--- Begin MATERIAL SHOWN ---

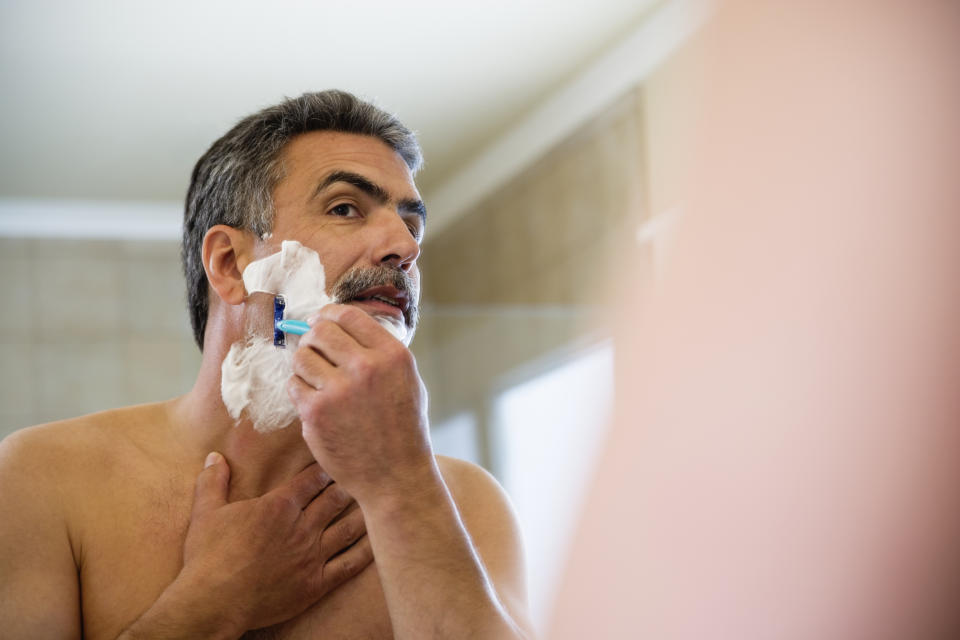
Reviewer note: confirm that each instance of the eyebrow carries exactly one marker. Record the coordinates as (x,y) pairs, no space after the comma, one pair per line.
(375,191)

--- End MATERIAL SHOWN ---
--- Begin MATERIAL SHOWN ---

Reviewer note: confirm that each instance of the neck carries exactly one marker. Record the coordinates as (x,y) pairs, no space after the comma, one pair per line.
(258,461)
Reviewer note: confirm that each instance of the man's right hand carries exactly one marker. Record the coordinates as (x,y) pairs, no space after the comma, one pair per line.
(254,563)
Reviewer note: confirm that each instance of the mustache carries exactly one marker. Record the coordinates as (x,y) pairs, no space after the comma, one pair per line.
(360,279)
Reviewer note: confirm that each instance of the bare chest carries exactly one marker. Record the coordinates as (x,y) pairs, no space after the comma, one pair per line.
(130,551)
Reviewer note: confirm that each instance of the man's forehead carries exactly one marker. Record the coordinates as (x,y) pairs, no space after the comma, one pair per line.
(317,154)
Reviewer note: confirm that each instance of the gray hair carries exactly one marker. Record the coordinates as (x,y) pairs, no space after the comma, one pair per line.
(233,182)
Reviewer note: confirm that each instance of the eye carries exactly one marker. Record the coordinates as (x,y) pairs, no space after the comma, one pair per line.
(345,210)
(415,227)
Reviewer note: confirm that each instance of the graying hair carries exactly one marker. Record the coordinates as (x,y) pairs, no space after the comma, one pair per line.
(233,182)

--- End MATERIAL SHOWN ---

**YOUR OBJECTIVE**
How many of the lines above contain the string "hair"? Reply with the number alone.

**SOLUTION TO THE EXERCISE**
2